= Problem requirements =
Reproduce the section of the listing that begins at the line containing "Report the position of each instance of the trail" and finishes at the line containing "Report the position of each instance of the mountain ridge". Include both end lines and nothing beyond them.
◇ ◇ ◇ ◇ ◇ ◇ ◇
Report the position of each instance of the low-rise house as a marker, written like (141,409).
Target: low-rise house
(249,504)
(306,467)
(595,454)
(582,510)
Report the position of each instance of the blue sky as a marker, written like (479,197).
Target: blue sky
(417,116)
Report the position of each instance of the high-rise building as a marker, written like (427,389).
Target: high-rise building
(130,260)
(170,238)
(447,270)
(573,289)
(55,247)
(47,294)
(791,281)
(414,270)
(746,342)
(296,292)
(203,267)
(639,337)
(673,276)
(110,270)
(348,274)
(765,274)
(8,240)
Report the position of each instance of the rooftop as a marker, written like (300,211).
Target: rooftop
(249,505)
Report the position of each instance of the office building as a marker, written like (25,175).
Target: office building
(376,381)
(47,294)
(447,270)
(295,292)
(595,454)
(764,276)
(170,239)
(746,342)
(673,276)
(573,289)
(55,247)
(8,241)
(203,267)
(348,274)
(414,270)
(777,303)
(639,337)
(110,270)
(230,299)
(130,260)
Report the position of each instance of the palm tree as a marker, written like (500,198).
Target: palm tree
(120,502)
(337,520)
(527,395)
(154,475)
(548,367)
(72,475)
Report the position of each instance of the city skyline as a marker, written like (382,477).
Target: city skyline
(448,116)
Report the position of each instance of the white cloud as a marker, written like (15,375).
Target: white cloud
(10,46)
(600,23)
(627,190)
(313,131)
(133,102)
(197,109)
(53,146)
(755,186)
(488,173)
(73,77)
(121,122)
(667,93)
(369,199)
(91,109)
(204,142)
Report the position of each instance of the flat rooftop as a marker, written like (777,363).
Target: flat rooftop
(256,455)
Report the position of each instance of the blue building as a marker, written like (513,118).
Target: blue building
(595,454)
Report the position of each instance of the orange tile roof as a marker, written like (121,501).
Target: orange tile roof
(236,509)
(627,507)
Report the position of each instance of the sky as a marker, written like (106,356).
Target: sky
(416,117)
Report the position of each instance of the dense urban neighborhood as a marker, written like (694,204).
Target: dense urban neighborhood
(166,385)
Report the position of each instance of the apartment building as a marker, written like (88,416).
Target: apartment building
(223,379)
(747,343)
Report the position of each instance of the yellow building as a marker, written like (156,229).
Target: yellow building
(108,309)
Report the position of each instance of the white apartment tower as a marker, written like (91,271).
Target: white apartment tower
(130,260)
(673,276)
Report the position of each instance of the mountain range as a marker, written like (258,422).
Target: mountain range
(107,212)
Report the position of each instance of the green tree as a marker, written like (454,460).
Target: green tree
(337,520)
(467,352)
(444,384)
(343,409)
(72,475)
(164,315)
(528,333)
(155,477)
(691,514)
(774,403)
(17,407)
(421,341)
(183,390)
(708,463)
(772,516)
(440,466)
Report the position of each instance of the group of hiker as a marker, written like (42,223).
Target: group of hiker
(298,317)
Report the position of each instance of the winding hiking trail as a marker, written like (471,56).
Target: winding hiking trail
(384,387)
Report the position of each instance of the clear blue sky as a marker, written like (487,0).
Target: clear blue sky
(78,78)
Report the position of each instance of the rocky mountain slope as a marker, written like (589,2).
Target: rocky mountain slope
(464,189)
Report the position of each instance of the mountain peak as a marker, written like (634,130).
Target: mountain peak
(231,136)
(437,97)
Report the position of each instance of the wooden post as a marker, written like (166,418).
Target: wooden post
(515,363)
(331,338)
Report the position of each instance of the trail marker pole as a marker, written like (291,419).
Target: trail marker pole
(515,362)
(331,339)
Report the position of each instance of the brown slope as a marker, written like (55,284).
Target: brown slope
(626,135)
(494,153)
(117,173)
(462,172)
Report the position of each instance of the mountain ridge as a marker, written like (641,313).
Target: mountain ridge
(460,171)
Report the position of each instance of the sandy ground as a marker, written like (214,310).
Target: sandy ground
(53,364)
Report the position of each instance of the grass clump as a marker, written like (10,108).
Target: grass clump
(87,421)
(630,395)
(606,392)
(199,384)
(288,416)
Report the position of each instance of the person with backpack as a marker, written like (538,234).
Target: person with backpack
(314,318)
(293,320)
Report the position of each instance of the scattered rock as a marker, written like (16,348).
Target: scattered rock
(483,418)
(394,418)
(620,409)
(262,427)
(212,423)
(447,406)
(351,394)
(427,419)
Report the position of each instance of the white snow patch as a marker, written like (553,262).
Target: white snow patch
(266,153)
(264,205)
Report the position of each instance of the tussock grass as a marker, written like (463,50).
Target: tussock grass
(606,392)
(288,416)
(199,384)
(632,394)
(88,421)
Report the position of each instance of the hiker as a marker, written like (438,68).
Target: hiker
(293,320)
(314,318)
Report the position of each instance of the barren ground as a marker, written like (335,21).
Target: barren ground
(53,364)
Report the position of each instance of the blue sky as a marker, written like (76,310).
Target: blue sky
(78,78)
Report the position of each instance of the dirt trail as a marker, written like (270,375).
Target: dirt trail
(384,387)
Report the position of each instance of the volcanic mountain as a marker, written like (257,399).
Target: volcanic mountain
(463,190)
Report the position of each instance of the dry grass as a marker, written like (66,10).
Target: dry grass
◇ ◇ ◇ ◇ ◇ ◇ ◇
= Result =
Report the position of each instance of the trail marker pole as a marker, written like (291,419).
Target: trail marker pole
(515,362)
(331,339)
Report the position of each instance of the brown slope as a marker, written like (55,284).
Target: brown slope
(626,135)
(494,153)
(117,173)
(462,172)
Report the position of each instance of the mountain ridge as a marker, written like (641,313).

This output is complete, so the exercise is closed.